Let $B$ be a unital Banach algebra and $A$ be a Banach subalgebra of $B$ containing the identity of $B.$ Let $a \in A$ be such that there exists a sequence $\{a_n\}_{n \geq 1}$ in $\text {GL} (A)$ such that $\lim\limits a_n = a.$ If $a \in \text {GL} (B),$ then show that $a \in \text {GL} (A).$
$\textbf {My Attempt} :$ I am trying to show that $a_n^{-1} \to a^{-1}.$ For that I used the following identity $$a_n^{-1} - a^{-1} = a_{n}^{-1} (a - a_n) a^{-1}.$$ So if we can show that $\{\|a_n^{-1}\|\}_{n \geq 1}$ is a bounded sequence of non-negative real numbers then we are through.
But this is where I got stuck. Any small hint in this regard would be warmly appreciated.
Thanks a bunch.

:: COLLECTED MATERIAL ::
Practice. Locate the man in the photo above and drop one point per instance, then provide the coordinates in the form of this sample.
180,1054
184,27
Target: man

:: WHAT IS ASKED ::
For each statement, answer yes or no to whether it agrees with the Banach algebra question, and quote the question's exact words that decide it. (a) The subalgebra $A$ is required to contain the identity of $B$. (b) The writer has already proved that the norms of the inverses $a_n^{-1}$ stay bounded. (c) The writer's approach is to show that $a_n^{-1}$ converges to $a^{-1}$.

:: TASK RESULT ::
(a) Yes: "containing the identity of $B.$"
(b) No: "But this is where I got stuck."
(c) Yes: "I am trying to show that $a_n^{-1} \to a^{-1}.$"